Data for the task Block Start
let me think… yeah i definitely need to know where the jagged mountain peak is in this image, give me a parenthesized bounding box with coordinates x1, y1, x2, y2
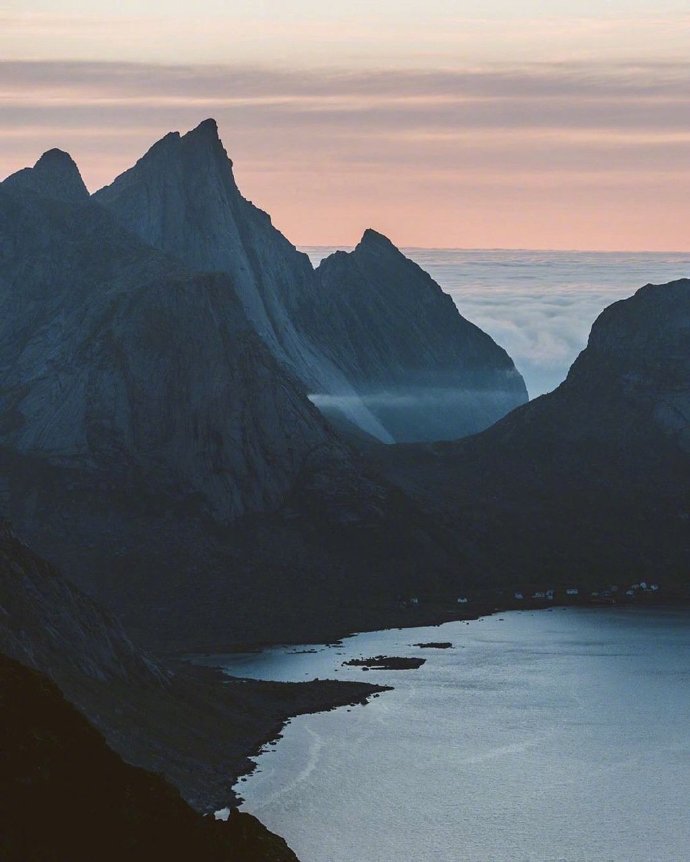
(185, 116, 221, 140)
(2, 147, 89, 203)
(308, 228, 528, 442)
(180, 118, 231, 163)
(95, 120, 232, 198)
(357, 228, 399, 252)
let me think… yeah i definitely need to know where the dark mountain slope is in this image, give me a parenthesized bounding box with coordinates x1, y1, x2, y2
(0, 653, 300, 862)
(301, 229, 527, 441)
(374, 279, 690, 589)
(1, 147, 89, 203)
(0, 520, 384, 811)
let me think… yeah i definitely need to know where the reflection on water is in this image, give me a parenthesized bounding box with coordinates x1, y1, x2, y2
(207, 607, 690, 862)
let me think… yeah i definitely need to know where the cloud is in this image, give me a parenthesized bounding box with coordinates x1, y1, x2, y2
(3, 59, 690, 248)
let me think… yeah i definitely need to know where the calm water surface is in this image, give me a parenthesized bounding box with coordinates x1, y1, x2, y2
(211, 608, 690, 862)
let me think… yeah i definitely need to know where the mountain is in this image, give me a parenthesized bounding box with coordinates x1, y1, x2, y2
(300, 229, 528, 441)
(0, 653, 300, 862)
(0, 146, 460, 650)
(93, 119, 391, 440)
(94, 120, 526, 442)
(0, 151, 354, 525)
(374, 279, 690, 589)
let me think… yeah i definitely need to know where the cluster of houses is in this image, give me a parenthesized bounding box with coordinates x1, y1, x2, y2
(404, 582, 661, 609)
(513, 582, 661, 603)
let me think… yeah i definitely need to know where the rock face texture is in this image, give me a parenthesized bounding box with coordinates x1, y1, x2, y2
(302, 229, 527, 441)
(94, 119, 391, 440)
(0, 155, 349, 524)
(94, 120, 526, 442)
(375, 279, 690, 589)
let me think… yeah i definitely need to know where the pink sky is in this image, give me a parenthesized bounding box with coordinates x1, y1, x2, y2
(2, 3, 690, 250)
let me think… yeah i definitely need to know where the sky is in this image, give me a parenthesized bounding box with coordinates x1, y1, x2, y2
(2, 1, 690, 248)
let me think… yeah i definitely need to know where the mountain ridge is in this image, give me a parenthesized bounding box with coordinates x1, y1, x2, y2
(94, 120, 527, 442)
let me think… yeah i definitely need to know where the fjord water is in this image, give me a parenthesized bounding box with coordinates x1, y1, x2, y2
(215, 608, 690, 862)
(304, 248, 690, 397)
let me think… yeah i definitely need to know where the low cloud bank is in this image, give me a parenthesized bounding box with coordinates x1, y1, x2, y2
(306, 247, 690, 397)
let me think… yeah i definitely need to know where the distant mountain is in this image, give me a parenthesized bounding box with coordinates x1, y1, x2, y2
(301, 229, 527, 441)
(94, 120, 526, 442)
(374, 279, 690, 588)
(0, 653, 300, 862)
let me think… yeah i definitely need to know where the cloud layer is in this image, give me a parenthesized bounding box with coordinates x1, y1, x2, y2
(306, 247, 690, 396)
(2, 59, 690, 248)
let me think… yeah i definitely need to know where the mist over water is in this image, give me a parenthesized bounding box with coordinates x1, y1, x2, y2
(211, 608, 690, 862)
(304, 248, 690, 397)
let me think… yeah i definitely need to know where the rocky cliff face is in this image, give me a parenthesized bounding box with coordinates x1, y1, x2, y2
(301, 229, 528, 441)
(94, 121, 526, 443)
(374, 279, 690, 588)
(94, 120, 391, 440)
(549, 278, 690, 451)
(0, 154, 350, 523)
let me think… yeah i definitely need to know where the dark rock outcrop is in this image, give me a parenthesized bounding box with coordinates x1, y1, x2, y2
(343, 655, 426, 670)
(301, 228, 528, 441)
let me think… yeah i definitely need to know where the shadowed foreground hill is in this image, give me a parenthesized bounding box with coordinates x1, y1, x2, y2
(374, 279, 690, 590)
(0, 654, 299, 862)
(0, 521, 384, 811)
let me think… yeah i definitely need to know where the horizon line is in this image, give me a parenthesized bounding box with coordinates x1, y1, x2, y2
(300, 244, 690, 255)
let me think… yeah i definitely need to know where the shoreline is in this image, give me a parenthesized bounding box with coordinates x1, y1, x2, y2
(181, 590, 685, 657)
(227, 676, 390, 808)
(180, 595, 688, 812)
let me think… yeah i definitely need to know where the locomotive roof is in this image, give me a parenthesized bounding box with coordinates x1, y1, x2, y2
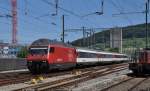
(30, 39, 74, 48)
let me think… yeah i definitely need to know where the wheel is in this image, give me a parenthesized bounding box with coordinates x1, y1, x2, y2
(132, 70, 138, 74)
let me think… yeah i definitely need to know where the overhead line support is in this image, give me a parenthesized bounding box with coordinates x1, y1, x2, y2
(11, 0, 17, 44)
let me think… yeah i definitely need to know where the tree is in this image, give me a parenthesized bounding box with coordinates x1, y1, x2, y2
(108, 48, 119, 52)
(17, 46, 28, 58)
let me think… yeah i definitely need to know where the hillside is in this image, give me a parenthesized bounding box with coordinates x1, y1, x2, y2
(71, 23, 150, 49)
Data for the task Block End
Instructions to follow:
When copying the records above, please match them exactly but leave out all pictures.

Task solution:
let me think… yeah i definitely need to know where the jagged mountain peak is in this image, give me a parenthesized bounding box with coordinates x1, y1, x2, y2
(185, 116, 221, 140)
(2, 147, 89, 203)
(308, 228, 528, 442)
(180, 118, 231, 163)
(95, 120, 232, 198)
(357, 228, 399, 252)
let me think… yeah i definitely need to know where the dark mountain slope is in this image, give me a parenthesized bounding box with coordinates x1, y1, x2, y2
(0, 653, 300, 862)
(301, 229, 527, 441)
(374, 279, 690, 589)
(1, 147, 89, 203)
(0, 520, 384, 811)
let me think… yeah i definitely need to know where the reflection on water is in this image, give me a parenthesized bounding box with coordinates x1, y1, x2, y2
(207, 607, 690, 862)
let me think… yeah i definitely need to know where the cloud is in this image, give me a parenthesized bounding box with coordinates x1, y1, x2, y2
(3, 59, 690, 248)
let me think… yeah i definitely need to know where the calm water surface is in this image, give me a parenthesized bounding box with coordinates x1, y1, x2, y2
(211, 608, 690, 862)
let me think… yeah i definitely need to know where the mountain is in this image, give me a parenthesized bounding box with coordinates x1, y1, x2, y2
(300, 229, 528, 441)
(0, 653, 300, 862)
(0, 146, 460, 650)
(93, 119, 391, 440)
(94, 120, 526, 442)
(0, 151, 354, 525)
(374, 279, 690, 589)
let me think… yeah i definitely need to know where the cluster of houses is in this image, give me a parenthesized bounding box with coordinates x1, y1, x2, y2
(404, 582, 661, 609)
(513, 582, 661, 603)
let me think… yeah i definitely need to know where the rock face texture is in this image, give me a parenthesized bounding box with coordinates x1, y1, x2, y2
(302, 229, 527, 441)
(94, 119, 391, 440)
(0, 155, 349, 524)
(94, 120, 526, 442)
(375, 279, 690, 589)
let me think… yeah i definitely need to know where the pink sky is in this image, give me a parenthesized bounding box with coordinates x1, y1, x2, y2
(2, 3, 690, 250)
let me think… yeah i definitely need to know where the sky is in this image, give me a parenthesized bounding box with coordinates x1, y1, x2, y2
(2, 1, 690, 248)
let me think… yeah i definitely need to know where the mountain ridge is in this image, give me a parenthesized bounding box with coordinates x1, y1, x2, y2
(94, 120, 527, 442)
let me think… yeah i definitely need to know where the fjord water is in this image, give me a parenthesized bounding box with coordinates x1, y1, x2, y2
(215, 608, 690, 862)
(304, 248, 690, 397)
let me think… yeah i definitely need to know where the low cloud bank is in this image, give me a parenthesized bounding box with coordinates x1, y1, x2, y2
(306, 247, 690, 397)
let me think… yeah i definitely need to know where the distant mountain is in this image, give me a parenthesized bounding box with coordinates x1, y1, x2, y2
(301, 229, 527, 441)
(94, 120, 526, 442)
(374, 279, 690, 588)
(0, 653, 300, 862)
let me think… yeah i definitely need to know where the cloud layer is in this image, give me a parenthesized bounding box with coordinates x1, y1, x2, y2
(306, 247, 690, 396)
(2, 59, 690, 248)
let me think… yeah i definitely need to know where the mist over water is in this image, give me a parenthesized bounding box with coordinates x1, y1, x2, y2
(211, 608, 690, 862)
(304, 248, 690, 397)
let me think… yeah i definitely need to know where the rocky cliff face is in this image, give me a parenthesized bounding box with coordinates x1, y1, x2, y2
(301, 229, 528, 441)
(94, 121, 526, 443)
(374, 279, 690, 588)
(94, 120, 391, 440)
(549, 278, 690, 451)
(0, 154, 350, 523)
let me think… yeah i definitely need to know where the dark rock outcrop is in this image, give me a parenthesized bounding box with coordinates x1, y1, x2, y2
(343, 655, 426, 670)
(301, 228, 528, 441)
let me think… yeah i definitely need to know where the shadowed foreground hill is in this image, give me a parenthesized bounding box with coordinates x1, y1, x2, y2
(374, 279, 690, 590)
(0, 654, 299, 862)
(0, 521, 384, 811)
let me think… yeah i definitely need to know where the horizon line is in this image, give me a parenthesized bounding box with coordinates x1, y1, x2, y2
(300, 244, 690, 255)
let me think… yeah i definitely need to know where the shoreline is in this image, give me a parenthesized bounding box with coordinates x1, y1, x2, y2
(181, 590, 685, 657)
(227, 676, 390, 808)
(180, 595, 688, 812)
let me think… yeah i definitely need to know where the locomotive roof is in this image, give me a parenthesized bounding box with coordinates x1, y1, x2, y2
(30, 39, 74, 48)
let me think… yeah i definitely need to know where the wheel is in this image, give me a parenthesized bounding box with coordinates x1, y1, x2, y2
(132, 70, 138, 74)
let me think… yeah i definitely need to know where the overhead line support is in this image, give me a parenthesized bounding box with coordinates x1, y1, x2, y2
(11, 0, 17, 44)
let me think… yeah i definitely need to know where the tree is in this image, give me a parenthesized bounding box with coordinates x1, y1, x2, y2
(108, 48, 119, 52)
(17, 46, 28, 58)
let me think… yeah i definitely need to know where the hillside is in this image, give me a parenthesized bounding box with coordinates x1, y1, x2, y2
(71, 23, 150, 49)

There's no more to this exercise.